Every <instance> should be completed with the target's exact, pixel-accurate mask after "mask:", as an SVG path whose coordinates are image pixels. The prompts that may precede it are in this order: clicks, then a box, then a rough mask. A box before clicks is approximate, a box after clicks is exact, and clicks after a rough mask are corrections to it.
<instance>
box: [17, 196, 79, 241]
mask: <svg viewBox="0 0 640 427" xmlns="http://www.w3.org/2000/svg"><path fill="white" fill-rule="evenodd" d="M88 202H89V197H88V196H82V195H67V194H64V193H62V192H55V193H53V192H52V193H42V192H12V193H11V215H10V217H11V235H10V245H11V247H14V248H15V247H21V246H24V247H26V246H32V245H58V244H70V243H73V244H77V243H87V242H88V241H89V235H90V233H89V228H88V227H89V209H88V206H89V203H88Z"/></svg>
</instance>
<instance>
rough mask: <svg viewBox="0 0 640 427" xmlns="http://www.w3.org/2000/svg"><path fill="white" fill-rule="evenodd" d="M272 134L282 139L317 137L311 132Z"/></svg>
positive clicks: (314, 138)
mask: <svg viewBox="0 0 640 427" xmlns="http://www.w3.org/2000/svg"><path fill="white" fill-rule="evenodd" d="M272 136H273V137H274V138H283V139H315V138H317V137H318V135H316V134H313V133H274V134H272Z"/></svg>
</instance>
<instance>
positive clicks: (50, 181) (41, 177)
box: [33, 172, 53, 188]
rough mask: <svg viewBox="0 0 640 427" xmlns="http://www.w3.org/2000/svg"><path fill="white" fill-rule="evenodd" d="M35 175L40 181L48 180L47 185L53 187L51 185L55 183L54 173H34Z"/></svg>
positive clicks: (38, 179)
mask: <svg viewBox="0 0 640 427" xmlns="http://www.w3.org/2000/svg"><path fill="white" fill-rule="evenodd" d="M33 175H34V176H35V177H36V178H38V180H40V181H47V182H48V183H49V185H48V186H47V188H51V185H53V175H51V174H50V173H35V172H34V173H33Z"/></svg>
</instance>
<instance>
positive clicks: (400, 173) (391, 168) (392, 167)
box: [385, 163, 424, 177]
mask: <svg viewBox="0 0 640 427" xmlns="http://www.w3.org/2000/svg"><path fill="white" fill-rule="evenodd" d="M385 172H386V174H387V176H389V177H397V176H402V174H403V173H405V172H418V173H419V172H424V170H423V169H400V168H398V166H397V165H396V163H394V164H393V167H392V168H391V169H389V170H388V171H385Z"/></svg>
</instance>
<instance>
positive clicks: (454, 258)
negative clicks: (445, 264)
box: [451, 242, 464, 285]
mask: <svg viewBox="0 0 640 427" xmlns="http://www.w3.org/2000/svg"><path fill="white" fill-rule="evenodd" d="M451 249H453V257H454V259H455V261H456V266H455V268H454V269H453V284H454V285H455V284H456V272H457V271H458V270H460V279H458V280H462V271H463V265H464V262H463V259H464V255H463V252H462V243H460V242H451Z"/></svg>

============================================================

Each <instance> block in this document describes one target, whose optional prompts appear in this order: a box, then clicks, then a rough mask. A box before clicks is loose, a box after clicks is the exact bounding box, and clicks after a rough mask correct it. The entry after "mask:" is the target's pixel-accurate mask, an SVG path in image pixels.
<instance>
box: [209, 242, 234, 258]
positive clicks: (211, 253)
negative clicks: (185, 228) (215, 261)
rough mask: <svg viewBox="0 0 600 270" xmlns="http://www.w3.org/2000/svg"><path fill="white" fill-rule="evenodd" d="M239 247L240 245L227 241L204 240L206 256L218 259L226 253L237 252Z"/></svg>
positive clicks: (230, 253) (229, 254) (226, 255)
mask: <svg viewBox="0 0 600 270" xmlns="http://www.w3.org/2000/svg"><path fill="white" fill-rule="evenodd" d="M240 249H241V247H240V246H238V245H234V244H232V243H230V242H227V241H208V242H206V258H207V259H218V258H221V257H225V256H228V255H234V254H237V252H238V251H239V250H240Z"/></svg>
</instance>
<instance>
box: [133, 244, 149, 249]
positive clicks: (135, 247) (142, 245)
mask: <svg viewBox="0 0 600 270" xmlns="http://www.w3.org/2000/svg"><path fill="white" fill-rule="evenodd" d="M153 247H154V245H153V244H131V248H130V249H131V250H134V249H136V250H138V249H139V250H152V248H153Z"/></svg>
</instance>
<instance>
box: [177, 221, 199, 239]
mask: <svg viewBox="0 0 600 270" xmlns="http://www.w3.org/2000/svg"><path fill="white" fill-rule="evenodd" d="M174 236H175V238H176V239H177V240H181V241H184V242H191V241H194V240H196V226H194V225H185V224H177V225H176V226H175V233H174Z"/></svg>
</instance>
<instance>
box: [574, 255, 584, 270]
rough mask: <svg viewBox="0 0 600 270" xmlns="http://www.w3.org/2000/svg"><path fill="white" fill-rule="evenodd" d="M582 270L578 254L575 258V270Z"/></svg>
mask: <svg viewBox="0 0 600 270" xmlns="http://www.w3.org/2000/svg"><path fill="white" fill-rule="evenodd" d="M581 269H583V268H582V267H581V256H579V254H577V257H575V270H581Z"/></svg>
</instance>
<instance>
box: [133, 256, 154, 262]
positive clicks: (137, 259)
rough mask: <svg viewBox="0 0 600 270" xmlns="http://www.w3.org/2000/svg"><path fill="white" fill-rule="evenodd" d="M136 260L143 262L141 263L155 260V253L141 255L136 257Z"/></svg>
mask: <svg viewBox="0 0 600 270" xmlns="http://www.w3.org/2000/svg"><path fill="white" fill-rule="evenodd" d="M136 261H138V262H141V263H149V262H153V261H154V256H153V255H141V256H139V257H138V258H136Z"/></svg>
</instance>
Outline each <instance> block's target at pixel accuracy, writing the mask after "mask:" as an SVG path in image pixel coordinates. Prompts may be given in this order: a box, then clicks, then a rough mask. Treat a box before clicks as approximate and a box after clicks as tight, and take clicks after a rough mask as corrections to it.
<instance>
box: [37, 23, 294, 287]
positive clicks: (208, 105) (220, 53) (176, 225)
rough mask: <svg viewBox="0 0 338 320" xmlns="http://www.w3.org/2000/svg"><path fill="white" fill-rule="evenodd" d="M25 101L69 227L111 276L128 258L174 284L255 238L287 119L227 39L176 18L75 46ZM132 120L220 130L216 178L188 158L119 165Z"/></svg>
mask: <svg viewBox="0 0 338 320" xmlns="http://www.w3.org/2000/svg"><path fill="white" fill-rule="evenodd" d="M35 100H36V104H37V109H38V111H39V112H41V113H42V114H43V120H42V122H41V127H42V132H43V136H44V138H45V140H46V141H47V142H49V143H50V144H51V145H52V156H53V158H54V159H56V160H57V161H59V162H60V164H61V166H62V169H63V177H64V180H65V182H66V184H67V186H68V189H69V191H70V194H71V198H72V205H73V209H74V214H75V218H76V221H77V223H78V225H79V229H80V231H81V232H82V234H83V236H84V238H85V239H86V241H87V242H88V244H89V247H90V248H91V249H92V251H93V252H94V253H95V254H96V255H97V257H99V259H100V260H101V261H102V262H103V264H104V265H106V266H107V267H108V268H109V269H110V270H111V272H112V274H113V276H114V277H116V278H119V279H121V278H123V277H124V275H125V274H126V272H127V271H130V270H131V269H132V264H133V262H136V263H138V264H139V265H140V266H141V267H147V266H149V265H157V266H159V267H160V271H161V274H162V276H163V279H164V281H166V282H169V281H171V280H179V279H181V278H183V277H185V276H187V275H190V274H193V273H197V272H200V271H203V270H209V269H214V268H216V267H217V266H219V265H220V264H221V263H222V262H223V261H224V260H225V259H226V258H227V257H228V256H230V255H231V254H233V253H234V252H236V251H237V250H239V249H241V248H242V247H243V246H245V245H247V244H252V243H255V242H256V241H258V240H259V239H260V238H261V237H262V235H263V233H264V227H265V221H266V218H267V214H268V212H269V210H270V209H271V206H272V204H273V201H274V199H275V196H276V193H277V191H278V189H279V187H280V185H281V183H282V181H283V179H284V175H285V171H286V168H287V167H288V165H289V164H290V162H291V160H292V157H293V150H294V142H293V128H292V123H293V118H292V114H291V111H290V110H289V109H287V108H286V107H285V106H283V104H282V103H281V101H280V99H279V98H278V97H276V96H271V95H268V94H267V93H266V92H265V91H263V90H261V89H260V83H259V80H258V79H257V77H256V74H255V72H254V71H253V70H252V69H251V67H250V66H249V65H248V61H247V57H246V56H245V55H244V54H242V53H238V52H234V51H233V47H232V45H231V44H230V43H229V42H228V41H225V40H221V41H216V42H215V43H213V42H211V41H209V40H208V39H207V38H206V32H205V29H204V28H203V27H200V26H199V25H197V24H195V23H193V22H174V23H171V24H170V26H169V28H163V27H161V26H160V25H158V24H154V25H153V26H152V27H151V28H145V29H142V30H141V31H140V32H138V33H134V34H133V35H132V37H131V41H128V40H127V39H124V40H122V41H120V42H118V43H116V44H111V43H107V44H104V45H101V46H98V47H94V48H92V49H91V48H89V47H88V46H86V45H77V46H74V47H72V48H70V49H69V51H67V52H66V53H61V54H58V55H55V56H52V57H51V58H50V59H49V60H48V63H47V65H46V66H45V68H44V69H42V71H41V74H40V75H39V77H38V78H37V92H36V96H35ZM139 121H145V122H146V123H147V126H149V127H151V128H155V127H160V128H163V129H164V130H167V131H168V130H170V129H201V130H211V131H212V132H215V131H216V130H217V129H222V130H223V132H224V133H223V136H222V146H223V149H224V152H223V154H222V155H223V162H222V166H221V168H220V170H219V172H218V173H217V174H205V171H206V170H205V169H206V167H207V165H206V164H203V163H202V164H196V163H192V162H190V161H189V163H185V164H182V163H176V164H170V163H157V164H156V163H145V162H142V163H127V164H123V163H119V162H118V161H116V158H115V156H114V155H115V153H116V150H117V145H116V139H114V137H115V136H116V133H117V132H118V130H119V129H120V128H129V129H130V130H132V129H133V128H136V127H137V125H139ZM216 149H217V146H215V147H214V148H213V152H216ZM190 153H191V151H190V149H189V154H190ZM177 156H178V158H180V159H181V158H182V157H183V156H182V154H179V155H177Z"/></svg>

============================================================

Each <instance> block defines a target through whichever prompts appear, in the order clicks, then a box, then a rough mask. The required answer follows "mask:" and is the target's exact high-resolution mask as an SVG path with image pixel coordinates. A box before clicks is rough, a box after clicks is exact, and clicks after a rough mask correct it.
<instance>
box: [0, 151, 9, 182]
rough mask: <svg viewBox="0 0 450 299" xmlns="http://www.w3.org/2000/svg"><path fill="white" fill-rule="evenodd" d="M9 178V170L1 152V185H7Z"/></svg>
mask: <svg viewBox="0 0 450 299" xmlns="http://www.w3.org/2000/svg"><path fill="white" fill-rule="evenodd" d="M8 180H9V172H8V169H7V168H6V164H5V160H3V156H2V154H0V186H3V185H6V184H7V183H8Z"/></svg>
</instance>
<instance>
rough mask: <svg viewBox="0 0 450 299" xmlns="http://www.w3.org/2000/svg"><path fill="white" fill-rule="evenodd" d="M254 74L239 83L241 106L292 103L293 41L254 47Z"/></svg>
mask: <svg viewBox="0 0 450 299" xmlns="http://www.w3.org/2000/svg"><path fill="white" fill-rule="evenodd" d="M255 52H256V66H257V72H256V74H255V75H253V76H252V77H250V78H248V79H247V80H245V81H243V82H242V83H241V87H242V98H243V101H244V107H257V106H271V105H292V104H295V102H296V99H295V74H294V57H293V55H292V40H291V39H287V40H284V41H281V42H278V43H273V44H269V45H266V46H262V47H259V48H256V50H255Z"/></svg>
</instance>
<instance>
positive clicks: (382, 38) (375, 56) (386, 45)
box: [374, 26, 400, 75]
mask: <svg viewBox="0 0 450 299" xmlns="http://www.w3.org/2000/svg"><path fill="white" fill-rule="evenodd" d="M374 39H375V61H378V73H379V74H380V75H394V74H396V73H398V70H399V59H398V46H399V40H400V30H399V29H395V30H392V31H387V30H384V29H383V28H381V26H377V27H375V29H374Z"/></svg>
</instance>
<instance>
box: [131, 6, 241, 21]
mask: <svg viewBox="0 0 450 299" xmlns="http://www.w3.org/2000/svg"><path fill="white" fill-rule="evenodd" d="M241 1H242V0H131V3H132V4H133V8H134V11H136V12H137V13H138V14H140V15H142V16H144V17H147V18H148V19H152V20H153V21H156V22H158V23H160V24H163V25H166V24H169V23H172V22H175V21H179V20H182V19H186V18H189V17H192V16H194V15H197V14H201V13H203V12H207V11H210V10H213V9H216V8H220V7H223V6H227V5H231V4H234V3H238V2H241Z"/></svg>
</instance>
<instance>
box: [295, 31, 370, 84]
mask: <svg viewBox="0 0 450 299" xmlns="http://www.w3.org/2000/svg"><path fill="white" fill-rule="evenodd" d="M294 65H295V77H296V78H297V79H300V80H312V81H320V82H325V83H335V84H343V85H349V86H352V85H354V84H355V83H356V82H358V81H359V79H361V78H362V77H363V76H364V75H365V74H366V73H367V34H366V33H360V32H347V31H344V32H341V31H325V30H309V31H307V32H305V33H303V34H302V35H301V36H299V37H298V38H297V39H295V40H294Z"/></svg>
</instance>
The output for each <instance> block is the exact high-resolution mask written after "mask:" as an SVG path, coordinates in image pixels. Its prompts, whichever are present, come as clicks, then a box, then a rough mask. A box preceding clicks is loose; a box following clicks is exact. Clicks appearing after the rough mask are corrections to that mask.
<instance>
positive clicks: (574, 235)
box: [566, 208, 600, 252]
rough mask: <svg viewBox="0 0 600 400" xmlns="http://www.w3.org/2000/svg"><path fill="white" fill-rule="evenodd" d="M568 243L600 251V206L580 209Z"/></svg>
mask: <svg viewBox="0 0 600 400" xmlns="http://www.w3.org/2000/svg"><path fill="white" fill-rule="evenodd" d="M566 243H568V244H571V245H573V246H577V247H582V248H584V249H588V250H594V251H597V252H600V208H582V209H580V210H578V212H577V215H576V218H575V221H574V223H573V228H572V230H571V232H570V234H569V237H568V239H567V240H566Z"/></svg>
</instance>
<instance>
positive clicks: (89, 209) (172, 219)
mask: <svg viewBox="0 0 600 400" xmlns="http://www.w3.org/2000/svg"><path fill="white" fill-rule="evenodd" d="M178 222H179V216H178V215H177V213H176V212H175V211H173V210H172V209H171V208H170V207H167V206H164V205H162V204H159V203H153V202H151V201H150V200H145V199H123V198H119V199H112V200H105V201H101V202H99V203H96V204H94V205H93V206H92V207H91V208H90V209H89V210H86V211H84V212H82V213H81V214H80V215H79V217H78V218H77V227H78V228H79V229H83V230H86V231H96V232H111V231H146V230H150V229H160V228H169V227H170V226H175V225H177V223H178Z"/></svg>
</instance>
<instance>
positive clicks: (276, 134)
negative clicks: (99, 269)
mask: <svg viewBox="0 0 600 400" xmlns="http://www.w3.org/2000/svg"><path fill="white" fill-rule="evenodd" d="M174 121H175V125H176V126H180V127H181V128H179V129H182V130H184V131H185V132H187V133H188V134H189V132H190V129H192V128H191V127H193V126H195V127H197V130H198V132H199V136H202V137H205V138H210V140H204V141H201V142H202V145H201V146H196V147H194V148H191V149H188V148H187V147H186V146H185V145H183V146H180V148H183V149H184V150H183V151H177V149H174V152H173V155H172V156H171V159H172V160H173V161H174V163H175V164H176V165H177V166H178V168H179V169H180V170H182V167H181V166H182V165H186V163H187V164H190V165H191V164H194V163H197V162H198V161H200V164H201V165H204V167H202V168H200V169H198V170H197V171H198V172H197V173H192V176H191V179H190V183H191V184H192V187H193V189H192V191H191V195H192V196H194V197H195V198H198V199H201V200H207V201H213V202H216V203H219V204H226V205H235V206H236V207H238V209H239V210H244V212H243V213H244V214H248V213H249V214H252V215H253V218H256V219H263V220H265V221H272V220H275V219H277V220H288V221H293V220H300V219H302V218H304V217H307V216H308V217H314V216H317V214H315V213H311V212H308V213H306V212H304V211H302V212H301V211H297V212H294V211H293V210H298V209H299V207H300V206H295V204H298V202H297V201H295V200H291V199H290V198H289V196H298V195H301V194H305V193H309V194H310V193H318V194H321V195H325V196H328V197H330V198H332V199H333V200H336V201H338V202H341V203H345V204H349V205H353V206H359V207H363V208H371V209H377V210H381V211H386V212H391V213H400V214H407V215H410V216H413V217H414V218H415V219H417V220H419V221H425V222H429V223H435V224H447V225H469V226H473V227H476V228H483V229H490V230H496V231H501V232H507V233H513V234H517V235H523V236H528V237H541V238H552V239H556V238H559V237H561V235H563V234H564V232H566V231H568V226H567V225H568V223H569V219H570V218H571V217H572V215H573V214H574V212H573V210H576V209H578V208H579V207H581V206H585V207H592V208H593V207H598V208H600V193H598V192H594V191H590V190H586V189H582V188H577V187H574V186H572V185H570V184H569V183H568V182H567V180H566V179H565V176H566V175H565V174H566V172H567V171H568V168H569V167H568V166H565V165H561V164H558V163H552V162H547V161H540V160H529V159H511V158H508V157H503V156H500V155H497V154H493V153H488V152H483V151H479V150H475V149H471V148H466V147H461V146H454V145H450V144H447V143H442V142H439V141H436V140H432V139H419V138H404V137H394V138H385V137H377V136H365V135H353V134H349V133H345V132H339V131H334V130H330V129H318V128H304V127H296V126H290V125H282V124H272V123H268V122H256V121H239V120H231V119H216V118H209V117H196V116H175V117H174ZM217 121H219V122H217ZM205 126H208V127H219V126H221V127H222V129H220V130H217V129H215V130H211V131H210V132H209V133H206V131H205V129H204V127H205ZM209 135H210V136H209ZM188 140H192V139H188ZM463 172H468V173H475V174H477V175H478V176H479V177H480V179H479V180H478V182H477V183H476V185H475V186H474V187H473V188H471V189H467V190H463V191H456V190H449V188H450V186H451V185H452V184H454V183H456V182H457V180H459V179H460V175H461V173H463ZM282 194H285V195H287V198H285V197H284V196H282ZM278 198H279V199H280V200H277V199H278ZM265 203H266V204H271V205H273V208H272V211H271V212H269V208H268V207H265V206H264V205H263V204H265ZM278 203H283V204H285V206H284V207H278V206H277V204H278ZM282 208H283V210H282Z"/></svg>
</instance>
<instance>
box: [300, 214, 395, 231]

============================================================

**Problem:**
Work out how many lines of the listing above include the word "pixels". Reply with nothing but the count.

**Result of this exercise:**
3